| TASK PROMPT |
Each entry below should be reproduced character for character.

| RAW RECORDS |
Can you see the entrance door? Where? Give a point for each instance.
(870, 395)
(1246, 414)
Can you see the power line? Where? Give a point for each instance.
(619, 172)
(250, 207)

| SOLUTION TO THIS TASK |
Can you see the entrance door? Where? Give a point for each instance.
(870, 395)
(1246, 414)
Can you see the power line? Where? Give a point for each instance.
(619, 172)
(250, 207)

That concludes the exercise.